## Things to do
a) In the text about museums, how many people were in the crowd in the courtyard outside the Virginia Museum of Fine Arts?
b) Continue the text about museums from its last sentence.

## Text section
Bob McCoy points out that the current "Information Age" of computers and hundreds of television channels has only multiplied fraudulent schemes that target desperately sick people. Some of the modern cures offered by slick salespeople, he says, are just as empty and worthless as the old curiosities that he's collected in his museum.

Part IV Listen and relax

Tapescript:

Museums in the United States are shaking off their image of the past as quiet places to contemplate works by the masters. It's still possible to find a quiet gallery in a museum if that's what you want, but younger people who are looking for something more lively, are finding museums have more to offer than ever before.

On a recent Thursday evening this summer, the courtyard outside the Virginia Museum of Fine Arts in Richmond, was rocking to the music of the Red Elvises. The crowd, which numbered 1,800, was more interested in partying, than looking at art.

"I want you to know this man really wanted to be here. He stood out on the street, talking to people until he got a ticket."

"Did you go to the museum, or did you just come for the music?"

"Uh, I go to the .museum about once a year."

"During the winter, but not usually during these concerts."

"I'm guessing this is the place to be on Thursday nights in summer in Richmond, am I right?"

"Absolutely. It is the place to be on Thursday nights in Richmond."

"Why is this a good place to be on Thursday night?"

"Good music, nice setting, fun people, a young crowd, an upwardly mobile crowd, professionals."

In other words, just the type of people the Virginia Museum of Fine Arts would like to see become members. According to Suzanne Hall, who organizes the after-hours programs:

"We did a membership survey, oh, I guess more than 15 years ago, and it came back that the median age for a museum member was over 55 and we thought, we need to think about the young people. And so what we did was develop a program that was youthful and exuberant, and that is called our 'Jumpin' series, and it's music from Celtic Rock to music from Barbados and Cuba, to Cajun music, any variety of music, but different music that hasn't been heard before in Richmond. It does attract a younger audience, and the median age is about 32."

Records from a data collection
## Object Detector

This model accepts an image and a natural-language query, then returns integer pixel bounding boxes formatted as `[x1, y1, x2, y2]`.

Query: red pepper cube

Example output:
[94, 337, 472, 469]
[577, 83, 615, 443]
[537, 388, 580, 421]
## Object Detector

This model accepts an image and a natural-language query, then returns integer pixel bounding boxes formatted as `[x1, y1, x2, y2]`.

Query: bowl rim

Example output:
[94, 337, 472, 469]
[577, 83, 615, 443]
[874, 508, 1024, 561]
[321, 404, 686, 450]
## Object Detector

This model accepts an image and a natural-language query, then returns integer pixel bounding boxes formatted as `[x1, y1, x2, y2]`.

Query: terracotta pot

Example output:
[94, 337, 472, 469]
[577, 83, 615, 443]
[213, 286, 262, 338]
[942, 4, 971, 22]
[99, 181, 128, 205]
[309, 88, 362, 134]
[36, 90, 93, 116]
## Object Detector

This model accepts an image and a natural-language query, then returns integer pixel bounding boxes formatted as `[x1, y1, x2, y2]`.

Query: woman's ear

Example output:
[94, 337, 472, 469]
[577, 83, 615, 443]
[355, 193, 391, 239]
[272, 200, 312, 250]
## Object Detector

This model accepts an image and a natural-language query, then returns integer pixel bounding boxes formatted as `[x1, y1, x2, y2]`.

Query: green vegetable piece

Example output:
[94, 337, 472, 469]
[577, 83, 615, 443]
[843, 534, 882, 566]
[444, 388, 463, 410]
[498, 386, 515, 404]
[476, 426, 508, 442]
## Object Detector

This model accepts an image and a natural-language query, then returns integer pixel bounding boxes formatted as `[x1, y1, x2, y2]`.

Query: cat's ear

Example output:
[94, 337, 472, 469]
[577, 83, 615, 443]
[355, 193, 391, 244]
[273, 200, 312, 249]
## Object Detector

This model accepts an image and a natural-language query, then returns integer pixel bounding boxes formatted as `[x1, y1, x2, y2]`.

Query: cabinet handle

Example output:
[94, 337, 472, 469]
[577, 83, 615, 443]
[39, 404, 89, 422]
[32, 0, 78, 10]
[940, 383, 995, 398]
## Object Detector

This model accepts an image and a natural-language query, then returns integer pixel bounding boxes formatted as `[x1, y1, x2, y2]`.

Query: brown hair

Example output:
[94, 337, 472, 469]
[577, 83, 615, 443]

## Answers in order
a) 1,800

b)
"And has that increased membership in general?"

"Yes it has. The Friends of Art are a young professional support group for the museum, and we have about 700 members in that group, which grew directly out of the 'Jumpin' series."

Few art museums are hosting rock concerts, but several from San Francisco to New York are attracting young patrons with social events, like cocktail parties, and black-tie galas geared specifically to them. In Washington, a number of museums, including the Corcoran Gallery of Art, have formed special groups to cater to young professionals. The Corcoran's "1869" Society, named for the year the museum was founded, has more than 800 members, aged 25 to 45. Eighty-one percent of them are single. Christine Mingis, the museum's member programs coordinator, says social events like Happy Hours and Dancers provide those members with an opportunity to meet new people.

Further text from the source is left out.